* Begin Text shown *
The Amsterdam Pluto Return for a Full Moon this Pisces Season

Published on 21 February 2024 at 13:48


I should take my own advice. I'm getting sick of repetition. I'm not sure how many times I have to learn the same lessons in this life. Valentine's day was a massacre of red roses. My birthday was an ambitious disaster. Oh Pluto, can you not just take it a little easier on me? The destruction that your bass line brings, is already dismantling my reality, and I find myself asking internally whether I am strong enough to do this? Has my latest spiritual awakening taken away my bliss in this life? Maybe understanding less, is a luxury...

 

A trip to Amsterdam for my birthday left me hungry for more. While my soul was temporarily satisfied, it left me only aching. It brought me more questions than answers. What if I'd stayed in Holland instead of moving to England when I did? That very question burning brightly in my mind's eye. It seems so obvious to me now, that I am whole heartedly dissatisfied with my life in the present. But why? Why does my soul constantly ache?

 

What is my purpose? This constant search for more is dangerous. Unattended in Amsterdam I found myself happy at first. Amsterdam is one of those places that evolves every time you visit it. I don't know if it's the constant flow of people or psychedelics, or the energy of the place, but I think it's a city that's alive. They say that all streets lead to the heart. I would surmise that Amsterdam are the lungs of the Netherlands. Once you've visited a few times, you start to get that the streets breathe. 

 

So there I was trying to piece everything together and cling to the fact that my birthday was somehow totally irrelevant in the grand scheme of things and like a magnet, I found trouble. I stood there trying to decide which direction to go in, I was sucking a red cannabis lollipop in the hope it might make me feel happier. My phone had two percent battery so I didn't bother with a map. This guy comes out of nowhere and asks to buy me a coffee. So I hesitate and then reluctantly accept, I think fuck it, there's nothing else to do.

 

He sits down outside with me although he complains about being freezing the whole time. I don't know why but the sadistic side of me finds this amusing. I take one of his cigarettes, then I ask why he has two phones on the table? I know he's a little off, way to forward and clearly does this a lot. The alarm bells  are ringing, but I continue anyway, He asks how much longer I have in the city, so I'm honest and say a few hours. He offers to drive me round the city. I think about it. It's tempting, but I know I'll end up staying if I go with him. I also know he's expecting something in return. He tells me he's a private driver, I don't bother asking for who.

 

Then he buys me a beer from the shop. The strong coffee is making me shake at this point and I know that I need to curb it with alcohol, so I ask for one and he buys one. Then he gets in the car asks for my number and drives off. I'm stood there kind of amused. I like the randomness of it all, but I decide, judging by my  past decisions that this will not end well. So I take it as a chance to escape, and a win on the free beer and decide to explore Amsterdam instead.  Then the rain really starts to pour. Luckily my phone dies, so I miss the 100 missed calls I get from crazy guy.
* End Text shown *
* Begin Supplied data *
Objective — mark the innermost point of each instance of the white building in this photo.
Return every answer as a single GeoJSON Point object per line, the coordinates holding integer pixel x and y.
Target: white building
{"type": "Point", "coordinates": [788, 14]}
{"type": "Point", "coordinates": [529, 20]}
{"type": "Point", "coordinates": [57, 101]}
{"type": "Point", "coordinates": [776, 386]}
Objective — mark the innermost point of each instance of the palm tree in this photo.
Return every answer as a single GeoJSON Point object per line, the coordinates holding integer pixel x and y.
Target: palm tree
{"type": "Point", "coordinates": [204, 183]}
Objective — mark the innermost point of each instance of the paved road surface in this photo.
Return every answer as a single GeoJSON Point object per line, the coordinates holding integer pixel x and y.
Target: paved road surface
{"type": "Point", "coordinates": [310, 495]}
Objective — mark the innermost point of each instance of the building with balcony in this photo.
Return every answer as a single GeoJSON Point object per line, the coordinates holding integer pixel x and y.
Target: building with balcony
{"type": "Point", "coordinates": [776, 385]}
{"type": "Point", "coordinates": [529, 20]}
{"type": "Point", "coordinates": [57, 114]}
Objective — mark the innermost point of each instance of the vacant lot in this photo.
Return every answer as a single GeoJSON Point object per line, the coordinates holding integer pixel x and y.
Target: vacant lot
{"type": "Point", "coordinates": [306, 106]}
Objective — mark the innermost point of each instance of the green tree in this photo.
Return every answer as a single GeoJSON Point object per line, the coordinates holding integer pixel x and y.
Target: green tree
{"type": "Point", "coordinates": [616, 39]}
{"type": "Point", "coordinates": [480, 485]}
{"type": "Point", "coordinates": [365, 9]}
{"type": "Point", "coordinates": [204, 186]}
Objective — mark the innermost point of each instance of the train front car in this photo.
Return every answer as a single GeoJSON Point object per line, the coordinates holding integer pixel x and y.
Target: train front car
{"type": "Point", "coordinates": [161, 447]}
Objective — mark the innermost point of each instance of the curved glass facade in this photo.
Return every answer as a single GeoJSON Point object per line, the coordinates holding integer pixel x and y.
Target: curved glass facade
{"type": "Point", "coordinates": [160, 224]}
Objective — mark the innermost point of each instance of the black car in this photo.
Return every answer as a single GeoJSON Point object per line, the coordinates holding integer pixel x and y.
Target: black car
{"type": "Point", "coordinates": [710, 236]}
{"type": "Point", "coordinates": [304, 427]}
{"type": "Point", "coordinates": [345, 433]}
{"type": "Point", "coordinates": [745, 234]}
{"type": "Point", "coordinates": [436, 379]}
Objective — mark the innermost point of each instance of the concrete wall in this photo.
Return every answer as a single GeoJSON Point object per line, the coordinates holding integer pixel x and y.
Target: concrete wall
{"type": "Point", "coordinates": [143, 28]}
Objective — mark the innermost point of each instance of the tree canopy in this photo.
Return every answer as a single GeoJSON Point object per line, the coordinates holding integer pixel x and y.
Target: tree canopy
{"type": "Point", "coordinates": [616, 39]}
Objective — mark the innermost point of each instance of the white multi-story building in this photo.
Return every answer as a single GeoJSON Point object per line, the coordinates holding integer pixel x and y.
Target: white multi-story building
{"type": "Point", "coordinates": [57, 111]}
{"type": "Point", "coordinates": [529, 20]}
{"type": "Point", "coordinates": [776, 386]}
* End Supplied data *
▶ **Task to complete**: Continue the account of the birthday trip to Amsterdam, starting after its final sentence and keeping its first-person voice and tone.

▶ **Written reply**:
 

I was just in one of those situations that my whole body told me to escape again, which I did, eventually, but why must I flirt with danger first?  Why do I ignore the unequivocal signs that the universe sends me. I contemplate solo travel. It would be fun, but too fucking dangerous.

 

It would have been so easy, I could have stayed in Amsterdam. My soul felt temporarily satisfied with danger, but instead I orbited back to my reality, the one that I was used to. It began to rain even more, so I decided to quell my thirst in a bar. I don't  know why I picked that bar, but I did. It was small with a navy blue front. It just had an aura to it that I was attracted to I guess.

 

I walked up to the door, I was planning to drown my sorrows. A spiced rum maybe, something with smoky and complex flavours. Something neat and raw to mirror my inner turmoil. I paused at the glass in the door, my breath making a mist in front of me. peering through it, and who was at the bar? My Pluto.

 

He was sat there, telling his life story to the barmaid. I hesitated. Out of the whole of Amsterdam, I picked this place, and there he was. It just happened to be my Pluto. The guy who destroys everything in my life but the one I am bound to with some kind of deep psychic connection. So I went and sat with him, naturally. I ordered a shot of Hennessey. Actually, I had a few...

 

The barmaid told me she'd said I would walk in, and that she's always been a witch. I relax instantly. The bar is tiny, but it's cute. The barmaid tells me it's the oldest bar in Amsterdam, and for a few hours, in that alternate reality, I find some comfort. I find some kind of solace that when I'm with Pluto things are just better. Maybe I should stop resisting the powerful orbit of Pluto...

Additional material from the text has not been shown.